╭──

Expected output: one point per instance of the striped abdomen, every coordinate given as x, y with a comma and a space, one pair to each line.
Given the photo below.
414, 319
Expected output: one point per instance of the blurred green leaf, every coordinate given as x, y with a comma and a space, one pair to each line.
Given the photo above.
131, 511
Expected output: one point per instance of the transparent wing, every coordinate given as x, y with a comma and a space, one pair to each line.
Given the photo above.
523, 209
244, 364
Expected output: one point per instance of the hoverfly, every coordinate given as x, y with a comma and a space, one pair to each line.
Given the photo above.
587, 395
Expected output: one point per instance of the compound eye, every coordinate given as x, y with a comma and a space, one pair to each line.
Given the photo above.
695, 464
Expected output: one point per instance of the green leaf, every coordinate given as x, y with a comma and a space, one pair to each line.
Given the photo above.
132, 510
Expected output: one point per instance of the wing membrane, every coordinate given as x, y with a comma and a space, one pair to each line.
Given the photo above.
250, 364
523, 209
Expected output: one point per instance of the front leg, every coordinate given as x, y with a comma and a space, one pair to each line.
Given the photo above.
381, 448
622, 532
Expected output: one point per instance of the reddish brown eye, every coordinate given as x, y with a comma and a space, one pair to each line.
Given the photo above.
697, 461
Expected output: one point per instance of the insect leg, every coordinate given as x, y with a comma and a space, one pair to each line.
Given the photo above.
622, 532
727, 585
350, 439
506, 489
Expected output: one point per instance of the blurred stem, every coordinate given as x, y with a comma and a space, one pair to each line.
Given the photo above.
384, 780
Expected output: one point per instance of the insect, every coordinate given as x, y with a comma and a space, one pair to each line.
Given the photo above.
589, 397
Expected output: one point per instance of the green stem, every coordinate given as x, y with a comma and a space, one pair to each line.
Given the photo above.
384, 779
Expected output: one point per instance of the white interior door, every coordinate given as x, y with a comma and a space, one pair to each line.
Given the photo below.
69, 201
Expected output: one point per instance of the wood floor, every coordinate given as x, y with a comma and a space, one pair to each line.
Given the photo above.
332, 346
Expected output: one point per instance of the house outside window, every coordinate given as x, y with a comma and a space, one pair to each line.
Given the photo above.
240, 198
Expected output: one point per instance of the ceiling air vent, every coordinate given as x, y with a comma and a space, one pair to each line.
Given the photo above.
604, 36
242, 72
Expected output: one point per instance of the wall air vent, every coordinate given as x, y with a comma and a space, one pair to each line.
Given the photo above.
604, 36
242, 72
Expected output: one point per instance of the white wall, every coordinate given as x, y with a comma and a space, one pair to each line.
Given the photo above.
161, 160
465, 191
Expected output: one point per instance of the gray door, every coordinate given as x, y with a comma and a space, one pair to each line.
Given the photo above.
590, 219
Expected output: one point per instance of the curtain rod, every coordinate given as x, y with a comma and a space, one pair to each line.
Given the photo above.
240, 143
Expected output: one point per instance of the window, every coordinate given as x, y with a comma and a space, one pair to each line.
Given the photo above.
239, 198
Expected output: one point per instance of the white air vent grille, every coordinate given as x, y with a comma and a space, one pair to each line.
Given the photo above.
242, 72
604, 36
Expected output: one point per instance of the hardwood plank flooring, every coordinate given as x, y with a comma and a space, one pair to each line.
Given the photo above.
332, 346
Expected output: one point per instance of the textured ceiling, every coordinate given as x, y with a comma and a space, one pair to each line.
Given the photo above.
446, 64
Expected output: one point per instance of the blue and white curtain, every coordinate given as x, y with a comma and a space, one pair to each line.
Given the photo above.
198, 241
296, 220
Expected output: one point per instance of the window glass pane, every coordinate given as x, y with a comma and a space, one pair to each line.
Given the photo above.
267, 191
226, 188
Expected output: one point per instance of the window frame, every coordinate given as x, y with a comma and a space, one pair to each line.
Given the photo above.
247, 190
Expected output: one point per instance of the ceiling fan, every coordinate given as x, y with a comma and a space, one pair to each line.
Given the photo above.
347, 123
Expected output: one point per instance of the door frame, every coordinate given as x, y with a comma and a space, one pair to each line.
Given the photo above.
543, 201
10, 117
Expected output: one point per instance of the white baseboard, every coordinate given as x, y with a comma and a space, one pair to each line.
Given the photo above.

╰──

Set down, word for word, every line from the line that holds "Expected output: one point per instance of the blue" to the end of the entries above, including both ends.

Expected output: one point per instance of the blue and white curtain, every coordinate given as x, y with a comma and a space, one pair to each line.
Given the photo above.
198, 241
296, 220
Expected output: one point per instance of the window glass pane, every coordinate given as x, y with a comma and a space, one pair to each line.
Given the photo above.
267, 191
226, 188
Expected output: one point per instance of the window frame, every coordinate given as x, y with a comma and a space, one pair to each line.
Given the photo above.
247, 190
Expected output: one point per instance of the ceiling fan, every coordinate given as x, y with a comma and a space, one pair to each line.
Given the photo above.
347, 123
Expected output: one point per instance of the door frame, every coordinate given as x, y with a comma and a space, one pair to each line.
Given the photo above.
543, 201
10, 117
Expected output: one point per instance of the white baseboard, every coordinate given as x, y with a comma and a space, one pair to each line.
Given the photo above.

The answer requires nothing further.